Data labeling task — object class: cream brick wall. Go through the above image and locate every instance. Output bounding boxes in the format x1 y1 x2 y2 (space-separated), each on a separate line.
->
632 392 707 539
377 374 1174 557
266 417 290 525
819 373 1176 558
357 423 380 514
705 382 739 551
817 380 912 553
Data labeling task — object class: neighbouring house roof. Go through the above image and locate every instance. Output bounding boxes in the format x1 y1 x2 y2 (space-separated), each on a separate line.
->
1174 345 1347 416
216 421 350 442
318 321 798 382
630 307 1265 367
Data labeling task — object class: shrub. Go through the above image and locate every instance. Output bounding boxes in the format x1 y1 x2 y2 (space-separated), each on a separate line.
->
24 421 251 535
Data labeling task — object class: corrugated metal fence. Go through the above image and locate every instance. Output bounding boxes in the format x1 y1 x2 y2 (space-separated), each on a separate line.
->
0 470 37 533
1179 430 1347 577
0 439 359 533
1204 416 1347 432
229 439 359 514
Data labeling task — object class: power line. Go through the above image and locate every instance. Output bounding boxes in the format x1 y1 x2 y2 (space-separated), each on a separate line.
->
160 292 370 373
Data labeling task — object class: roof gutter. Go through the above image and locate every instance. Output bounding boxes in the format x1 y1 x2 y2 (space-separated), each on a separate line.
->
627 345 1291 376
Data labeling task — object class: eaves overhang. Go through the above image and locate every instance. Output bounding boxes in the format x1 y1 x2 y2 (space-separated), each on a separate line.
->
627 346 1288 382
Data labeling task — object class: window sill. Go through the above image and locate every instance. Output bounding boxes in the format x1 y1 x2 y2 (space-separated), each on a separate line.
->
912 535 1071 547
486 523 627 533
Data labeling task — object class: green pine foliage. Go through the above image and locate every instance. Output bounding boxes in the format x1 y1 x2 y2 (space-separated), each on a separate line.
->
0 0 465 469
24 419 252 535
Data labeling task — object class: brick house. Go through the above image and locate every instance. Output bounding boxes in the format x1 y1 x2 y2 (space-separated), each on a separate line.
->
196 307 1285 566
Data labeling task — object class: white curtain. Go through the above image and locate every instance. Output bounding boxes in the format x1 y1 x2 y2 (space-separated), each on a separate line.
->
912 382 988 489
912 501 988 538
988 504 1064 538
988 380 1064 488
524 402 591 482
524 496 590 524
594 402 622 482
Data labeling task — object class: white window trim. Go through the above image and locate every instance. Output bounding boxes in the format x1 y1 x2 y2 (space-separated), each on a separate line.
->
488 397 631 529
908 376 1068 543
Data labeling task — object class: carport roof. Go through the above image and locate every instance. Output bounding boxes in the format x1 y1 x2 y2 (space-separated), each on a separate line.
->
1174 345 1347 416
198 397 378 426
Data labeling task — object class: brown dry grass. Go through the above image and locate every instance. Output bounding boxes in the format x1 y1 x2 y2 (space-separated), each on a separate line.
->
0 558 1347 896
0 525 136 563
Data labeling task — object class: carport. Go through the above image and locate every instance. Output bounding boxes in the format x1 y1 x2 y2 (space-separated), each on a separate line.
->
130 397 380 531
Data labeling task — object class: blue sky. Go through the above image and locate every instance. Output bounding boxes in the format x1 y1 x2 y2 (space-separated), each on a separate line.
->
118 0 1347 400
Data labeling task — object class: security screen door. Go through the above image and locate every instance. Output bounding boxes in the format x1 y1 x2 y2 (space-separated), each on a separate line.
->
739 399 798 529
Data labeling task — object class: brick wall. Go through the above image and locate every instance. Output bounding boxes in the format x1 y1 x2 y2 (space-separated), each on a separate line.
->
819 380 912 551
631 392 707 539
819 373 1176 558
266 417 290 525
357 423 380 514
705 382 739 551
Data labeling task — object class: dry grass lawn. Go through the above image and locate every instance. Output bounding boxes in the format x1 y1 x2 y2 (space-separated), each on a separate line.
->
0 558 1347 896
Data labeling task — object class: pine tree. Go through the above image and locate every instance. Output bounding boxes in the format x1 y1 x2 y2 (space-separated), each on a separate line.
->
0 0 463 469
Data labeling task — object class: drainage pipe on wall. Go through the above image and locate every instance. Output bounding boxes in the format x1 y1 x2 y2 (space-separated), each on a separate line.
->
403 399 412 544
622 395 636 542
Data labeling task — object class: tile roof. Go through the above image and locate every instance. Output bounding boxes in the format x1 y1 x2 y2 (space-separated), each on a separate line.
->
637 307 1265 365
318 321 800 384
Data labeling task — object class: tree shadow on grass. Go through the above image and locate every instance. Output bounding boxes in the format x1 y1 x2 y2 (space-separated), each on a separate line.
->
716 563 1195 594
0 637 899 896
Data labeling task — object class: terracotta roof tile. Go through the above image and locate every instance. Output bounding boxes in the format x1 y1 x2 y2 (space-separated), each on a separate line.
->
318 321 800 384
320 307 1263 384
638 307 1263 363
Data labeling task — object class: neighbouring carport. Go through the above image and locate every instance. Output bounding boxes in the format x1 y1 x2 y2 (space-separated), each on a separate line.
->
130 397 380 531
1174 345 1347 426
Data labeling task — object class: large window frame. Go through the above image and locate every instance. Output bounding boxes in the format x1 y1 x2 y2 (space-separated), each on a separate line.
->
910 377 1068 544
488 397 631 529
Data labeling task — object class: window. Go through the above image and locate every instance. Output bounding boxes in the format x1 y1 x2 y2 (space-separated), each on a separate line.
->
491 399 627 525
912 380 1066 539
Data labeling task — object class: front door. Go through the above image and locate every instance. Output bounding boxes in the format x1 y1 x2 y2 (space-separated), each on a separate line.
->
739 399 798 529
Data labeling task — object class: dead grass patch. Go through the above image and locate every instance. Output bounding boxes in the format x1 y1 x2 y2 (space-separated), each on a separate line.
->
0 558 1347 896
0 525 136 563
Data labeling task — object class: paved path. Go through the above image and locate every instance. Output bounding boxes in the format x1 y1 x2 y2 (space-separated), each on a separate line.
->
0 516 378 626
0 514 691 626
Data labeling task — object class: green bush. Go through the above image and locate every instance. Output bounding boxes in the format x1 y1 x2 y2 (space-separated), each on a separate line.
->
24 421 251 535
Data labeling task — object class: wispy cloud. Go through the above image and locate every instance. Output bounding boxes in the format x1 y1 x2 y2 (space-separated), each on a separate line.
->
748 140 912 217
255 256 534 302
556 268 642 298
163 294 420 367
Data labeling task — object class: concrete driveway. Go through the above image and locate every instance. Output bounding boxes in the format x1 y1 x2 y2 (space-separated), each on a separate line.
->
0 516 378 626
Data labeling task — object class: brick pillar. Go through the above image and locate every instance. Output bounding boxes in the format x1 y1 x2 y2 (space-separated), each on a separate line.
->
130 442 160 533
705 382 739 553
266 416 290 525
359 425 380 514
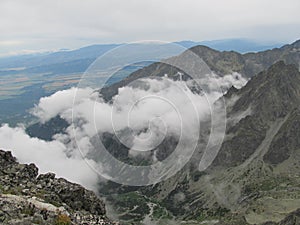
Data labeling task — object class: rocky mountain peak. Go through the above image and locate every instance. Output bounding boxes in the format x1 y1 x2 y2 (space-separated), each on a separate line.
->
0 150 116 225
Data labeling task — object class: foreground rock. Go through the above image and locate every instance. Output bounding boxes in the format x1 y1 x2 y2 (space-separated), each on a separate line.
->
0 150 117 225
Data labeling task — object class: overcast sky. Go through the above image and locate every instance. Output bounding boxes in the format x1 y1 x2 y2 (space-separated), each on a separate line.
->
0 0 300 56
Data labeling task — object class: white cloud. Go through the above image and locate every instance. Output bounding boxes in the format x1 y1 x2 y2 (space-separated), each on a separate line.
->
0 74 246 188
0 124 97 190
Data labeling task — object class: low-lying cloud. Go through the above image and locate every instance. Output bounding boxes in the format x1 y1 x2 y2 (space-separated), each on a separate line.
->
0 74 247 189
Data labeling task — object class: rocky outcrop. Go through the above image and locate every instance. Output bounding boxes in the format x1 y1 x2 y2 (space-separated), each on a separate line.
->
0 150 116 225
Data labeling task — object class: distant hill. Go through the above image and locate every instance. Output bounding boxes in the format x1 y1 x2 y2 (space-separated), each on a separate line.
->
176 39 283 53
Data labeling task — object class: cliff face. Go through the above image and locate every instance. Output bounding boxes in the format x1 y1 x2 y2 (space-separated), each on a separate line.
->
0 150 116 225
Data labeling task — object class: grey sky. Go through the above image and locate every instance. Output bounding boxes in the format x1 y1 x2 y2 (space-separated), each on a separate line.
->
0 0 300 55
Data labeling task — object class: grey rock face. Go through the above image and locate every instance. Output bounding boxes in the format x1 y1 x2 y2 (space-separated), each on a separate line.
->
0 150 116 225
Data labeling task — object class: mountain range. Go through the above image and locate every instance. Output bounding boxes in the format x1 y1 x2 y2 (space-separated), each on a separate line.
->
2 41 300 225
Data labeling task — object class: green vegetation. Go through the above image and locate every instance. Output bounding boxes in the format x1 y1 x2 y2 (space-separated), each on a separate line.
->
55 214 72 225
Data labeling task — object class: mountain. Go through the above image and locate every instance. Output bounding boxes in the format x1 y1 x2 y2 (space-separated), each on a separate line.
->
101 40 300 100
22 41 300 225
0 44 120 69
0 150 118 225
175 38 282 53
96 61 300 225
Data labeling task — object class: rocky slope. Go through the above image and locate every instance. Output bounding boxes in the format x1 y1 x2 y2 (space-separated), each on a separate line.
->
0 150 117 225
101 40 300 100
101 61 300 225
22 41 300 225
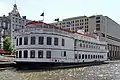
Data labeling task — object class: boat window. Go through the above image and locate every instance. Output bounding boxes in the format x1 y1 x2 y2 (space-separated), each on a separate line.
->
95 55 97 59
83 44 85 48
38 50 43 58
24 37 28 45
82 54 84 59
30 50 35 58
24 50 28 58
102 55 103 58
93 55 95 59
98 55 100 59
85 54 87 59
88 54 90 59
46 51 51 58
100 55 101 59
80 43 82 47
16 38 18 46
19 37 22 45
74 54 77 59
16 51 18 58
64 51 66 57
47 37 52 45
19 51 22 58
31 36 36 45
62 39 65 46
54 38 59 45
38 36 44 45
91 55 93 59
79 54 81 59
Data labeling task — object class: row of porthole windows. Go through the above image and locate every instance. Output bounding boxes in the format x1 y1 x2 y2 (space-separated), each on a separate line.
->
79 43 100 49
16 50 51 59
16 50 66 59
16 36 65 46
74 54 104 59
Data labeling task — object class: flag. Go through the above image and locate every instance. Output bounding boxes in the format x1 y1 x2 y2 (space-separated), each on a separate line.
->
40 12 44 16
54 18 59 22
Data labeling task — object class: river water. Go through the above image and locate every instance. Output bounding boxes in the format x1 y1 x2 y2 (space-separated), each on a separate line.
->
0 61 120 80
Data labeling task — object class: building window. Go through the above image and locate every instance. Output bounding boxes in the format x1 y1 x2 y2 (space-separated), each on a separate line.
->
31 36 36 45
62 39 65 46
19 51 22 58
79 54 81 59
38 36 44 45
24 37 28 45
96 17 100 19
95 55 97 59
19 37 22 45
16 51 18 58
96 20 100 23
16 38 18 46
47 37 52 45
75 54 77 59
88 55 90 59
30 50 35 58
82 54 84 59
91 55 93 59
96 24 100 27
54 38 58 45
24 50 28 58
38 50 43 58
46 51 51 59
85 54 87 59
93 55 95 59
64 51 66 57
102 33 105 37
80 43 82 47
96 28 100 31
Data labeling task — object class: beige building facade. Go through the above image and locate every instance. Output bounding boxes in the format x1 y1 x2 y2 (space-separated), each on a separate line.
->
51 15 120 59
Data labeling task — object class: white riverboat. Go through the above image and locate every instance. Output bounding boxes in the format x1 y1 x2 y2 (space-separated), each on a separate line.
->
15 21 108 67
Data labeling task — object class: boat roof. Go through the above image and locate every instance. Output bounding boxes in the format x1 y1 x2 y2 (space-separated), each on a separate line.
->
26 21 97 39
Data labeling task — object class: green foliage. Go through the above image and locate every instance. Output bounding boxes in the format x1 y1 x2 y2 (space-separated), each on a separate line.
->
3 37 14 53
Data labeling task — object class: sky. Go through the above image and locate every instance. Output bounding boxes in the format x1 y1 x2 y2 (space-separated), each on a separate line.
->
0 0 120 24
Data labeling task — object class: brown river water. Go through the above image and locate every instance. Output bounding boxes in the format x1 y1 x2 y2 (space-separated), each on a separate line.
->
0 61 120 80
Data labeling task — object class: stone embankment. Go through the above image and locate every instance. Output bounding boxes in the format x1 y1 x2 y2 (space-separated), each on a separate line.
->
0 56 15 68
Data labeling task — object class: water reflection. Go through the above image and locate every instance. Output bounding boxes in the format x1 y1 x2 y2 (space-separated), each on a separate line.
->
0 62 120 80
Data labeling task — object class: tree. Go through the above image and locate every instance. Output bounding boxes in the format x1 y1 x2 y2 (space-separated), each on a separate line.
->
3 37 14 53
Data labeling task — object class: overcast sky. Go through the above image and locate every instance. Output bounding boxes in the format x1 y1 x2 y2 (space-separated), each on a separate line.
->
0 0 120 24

---

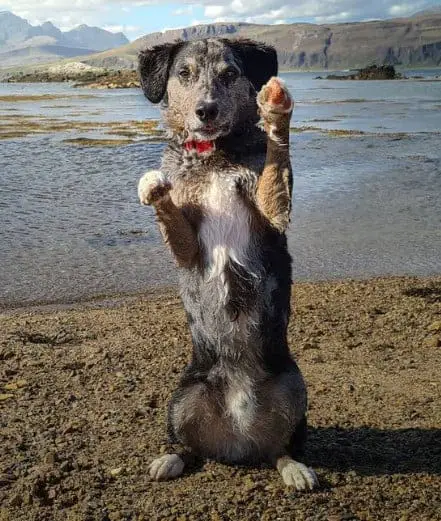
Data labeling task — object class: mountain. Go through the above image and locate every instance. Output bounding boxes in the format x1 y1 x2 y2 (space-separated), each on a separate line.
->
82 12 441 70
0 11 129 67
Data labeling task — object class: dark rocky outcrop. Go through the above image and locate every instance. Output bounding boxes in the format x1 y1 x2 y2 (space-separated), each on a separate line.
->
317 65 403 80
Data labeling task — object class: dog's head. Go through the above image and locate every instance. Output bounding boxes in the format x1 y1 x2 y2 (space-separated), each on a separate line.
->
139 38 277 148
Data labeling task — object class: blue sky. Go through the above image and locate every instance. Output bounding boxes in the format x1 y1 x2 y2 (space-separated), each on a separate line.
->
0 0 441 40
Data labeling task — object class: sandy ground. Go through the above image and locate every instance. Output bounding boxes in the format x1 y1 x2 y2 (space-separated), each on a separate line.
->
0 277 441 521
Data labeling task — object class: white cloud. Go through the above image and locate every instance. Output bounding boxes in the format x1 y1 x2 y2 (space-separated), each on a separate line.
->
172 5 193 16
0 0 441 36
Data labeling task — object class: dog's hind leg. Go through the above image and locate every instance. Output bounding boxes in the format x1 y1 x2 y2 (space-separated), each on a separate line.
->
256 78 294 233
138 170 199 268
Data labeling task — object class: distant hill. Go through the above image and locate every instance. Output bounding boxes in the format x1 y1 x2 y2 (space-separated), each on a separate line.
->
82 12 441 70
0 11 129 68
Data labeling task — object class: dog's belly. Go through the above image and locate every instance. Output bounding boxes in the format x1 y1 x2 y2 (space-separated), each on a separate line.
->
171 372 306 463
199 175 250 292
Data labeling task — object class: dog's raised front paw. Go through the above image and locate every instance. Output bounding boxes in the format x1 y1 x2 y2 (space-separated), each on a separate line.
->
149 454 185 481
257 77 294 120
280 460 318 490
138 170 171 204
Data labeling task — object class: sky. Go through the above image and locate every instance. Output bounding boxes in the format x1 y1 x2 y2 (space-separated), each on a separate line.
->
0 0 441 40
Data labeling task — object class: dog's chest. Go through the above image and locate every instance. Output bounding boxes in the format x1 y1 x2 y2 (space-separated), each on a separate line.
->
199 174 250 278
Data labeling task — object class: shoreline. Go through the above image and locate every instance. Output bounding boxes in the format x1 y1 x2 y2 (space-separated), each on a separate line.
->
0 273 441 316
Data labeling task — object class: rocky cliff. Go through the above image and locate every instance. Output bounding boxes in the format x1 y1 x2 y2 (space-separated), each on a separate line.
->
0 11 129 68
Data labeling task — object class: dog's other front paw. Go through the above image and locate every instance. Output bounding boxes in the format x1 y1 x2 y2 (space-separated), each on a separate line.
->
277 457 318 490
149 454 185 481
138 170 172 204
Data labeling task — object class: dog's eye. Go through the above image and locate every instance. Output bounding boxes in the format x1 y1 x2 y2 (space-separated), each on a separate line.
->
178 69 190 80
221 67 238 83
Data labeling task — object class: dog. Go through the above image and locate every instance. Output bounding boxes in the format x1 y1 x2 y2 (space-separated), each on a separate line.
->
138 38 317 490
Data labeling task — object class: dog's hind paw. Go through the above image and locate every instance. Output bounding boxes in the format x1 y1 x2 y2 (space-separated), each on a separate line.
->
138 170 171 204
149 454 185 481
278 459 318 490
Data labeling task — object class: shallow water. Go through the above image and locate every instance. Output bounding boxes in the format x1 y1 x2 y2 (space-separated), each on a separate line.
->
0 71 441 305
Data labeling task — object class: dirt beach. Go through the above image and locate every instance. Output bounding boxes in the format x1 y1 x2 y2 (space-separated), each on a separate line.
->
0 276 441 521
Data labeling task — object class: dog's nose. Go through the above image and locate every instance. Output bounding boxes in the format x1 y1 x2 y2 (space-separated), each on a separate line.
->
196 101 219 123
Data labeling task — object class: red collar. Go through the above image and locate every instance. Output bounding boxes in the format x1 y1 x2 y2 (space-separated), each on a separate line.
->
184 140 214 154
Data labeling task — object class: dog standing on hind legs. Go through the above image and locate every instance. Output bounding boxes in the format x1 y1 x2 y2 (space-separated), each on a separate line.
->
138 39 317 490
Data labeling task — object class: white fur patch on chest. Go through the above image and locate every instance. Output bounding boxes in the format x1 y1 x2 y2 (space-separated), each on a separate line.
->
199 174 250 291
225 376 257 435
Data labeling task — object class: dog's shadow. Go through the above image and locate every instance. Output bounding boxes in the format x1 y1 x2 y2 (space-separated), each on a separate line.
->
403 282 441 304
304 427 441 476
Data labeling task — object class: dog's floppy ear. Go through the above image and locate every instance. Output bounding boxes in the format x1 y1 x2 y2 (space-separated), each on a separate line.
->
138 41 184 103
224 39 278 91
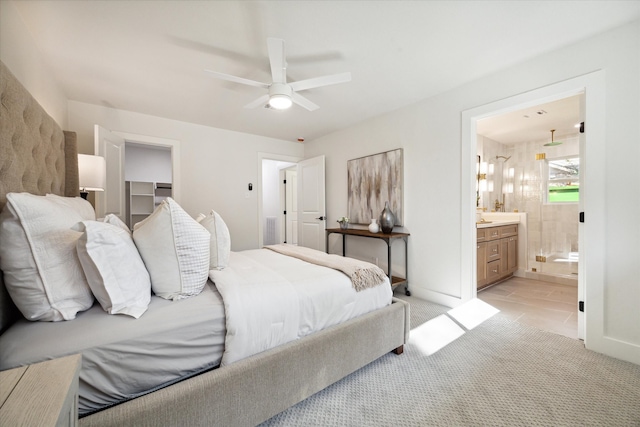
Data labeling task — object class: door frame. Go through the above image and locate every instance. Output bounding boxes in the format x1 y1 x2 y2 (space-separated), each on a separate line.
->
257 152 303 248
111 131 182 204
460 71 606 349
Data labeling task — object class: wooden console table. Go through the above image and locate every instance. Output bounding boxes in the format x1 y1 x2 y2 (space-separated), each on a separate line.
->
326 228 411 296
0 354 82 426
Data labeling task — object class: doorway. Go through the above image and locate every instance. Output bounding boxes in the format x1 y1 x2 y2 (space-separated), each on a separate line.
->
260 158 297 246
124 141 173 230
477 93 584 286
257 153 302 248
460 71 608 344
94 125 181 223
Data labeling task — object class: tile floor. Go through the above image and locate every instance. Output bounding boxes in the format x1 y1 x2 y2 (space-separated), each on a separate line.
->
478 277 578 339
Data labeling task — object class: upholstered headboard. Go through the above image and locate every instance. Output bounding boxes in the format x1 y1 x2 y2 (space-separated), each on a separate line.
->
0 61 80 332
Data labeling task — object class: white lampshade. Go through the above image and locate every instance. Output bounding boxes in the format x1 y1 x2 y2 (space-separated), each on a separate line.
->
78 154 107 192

_Challenge_
Return each line of the data above that contains the string "brown", copying every such line in full.

_Full answer_
Data labeling task — object class: brown dry grass. Go through the above image and locate every instance. Output bounding boxes in the format x1 y1 x2 y2 (space-separated), each on a separate line.
Data labeling task — object class: brown river water. Go through the above image and locate every instance. Output bounding boxes in the format x1 y1 x2 y2 (space-separated), each on a separate line.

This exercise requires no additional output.